- _BLOC DE TEXTE_
★ ★ ★
Penser que ceux présents au sommet sont les uniques responsables de la misère d’une moitié de la planète, de la précarisation et de l’appauvrissement de l’autre moitié, c’est oublier que la pyramide a une base et d’immenses parties intermédiaires que l’on nomme la classe moyenne, laquelle participe également au maintien en l’état des choses des plus faibles et démunis. Le moindre CD, ordinateur ou appareil photo, la moindre paire de pantalons ou de baskets dont regorge l’Occident pour des prix dérisoires est un marché florissant bâtit sur la ruine, au propre et au figuré, de milliards d’êtres humains qui vendent leur force de travail, quand ce n’est pas leurs enfants, leurs propres organes, donc à court terme, leur vie. Il n’échappe à personne que la globalisation s’étend également aux arts contemporains et qu’il ne peut s’exporter dans la plupart des recoins du monde que fortement soutenu par les propriétaires du capital global qui sont aussi les propriétaires de l’art contemporain global. En un raccourci, qui est au moins vrai économiquement, même si c’est à petite échelle comparativement à des industries lourdes, l’art actuel est néolibéral. Et quand bien même sa valeur matérielle, ou ses valeurs d’usage à l’encontre de l’économie de marché peuvent naître dans des pays pauvres ou émergents, sa valeur symbolique ou son capital symbolique se rattachent inévitablement à la culture néolibérale. Que l’on expose à la Biennale de la Havane, à Shanghai, à Tunis ou à Londres, l’art contemporain se soutient de la culture néolibérale, laquelle donne forme aux fonctions, buts et moyens de cet art. Que pourrait signifier, par exemple, faire de l’art contemporain, d’avant-garde ou innovateur, totalement en dehors du néolibéralisme ? Sans aller jusqu’à dire que critiquer le néolibéralisme de l’art est encore une ramification du néolibéralisme, il est clair que les valeurs évoquées pour lutter contre celui-ci sont largement issues du système à critiquer.
★ ★ ★
- _EXERCICE A_
Dans le bloc de texte, quel nom donne-t-on aux immenses parties intermédiaires de la pyramide ?
- _EXERCICE B_
Relevez tous les biens de consommation que le bloc de texte cite comme exemples de ce dont regorge l'Occident pour des prix dérisoires.

- _CONTENU DES DONNÉES_
★ ★ ★
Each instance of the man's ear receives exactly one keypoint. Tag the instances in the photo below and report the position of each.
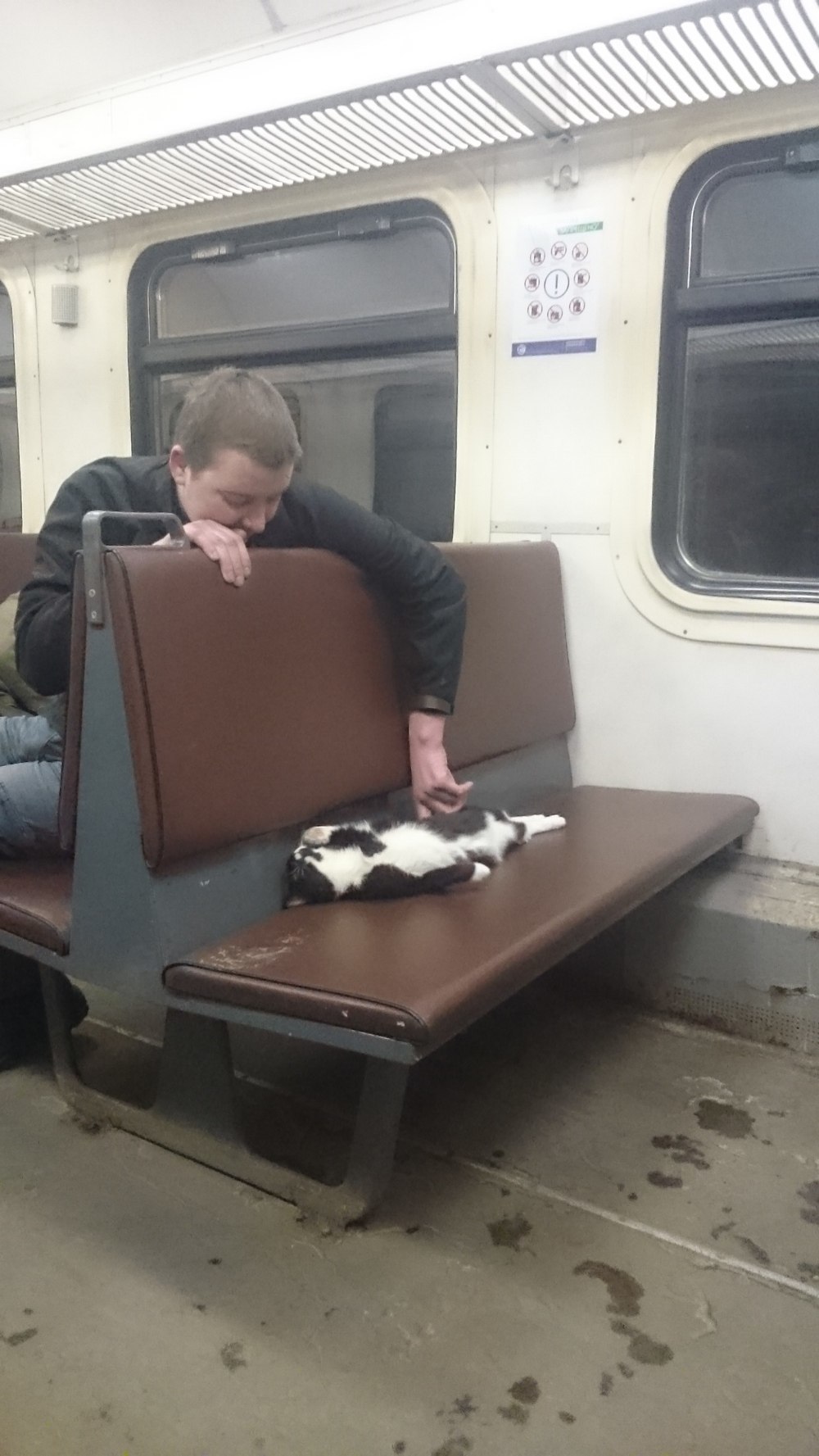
(178, 465)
★ ★ ★
- _RÉPONSE COMPLÈTE A_
La classe moyenne.

- _RÉPONSE COMPLÈTE B_
Le CD, l'ordinateur, l'appareil photo, la paire de pantalons et la paire de baskets.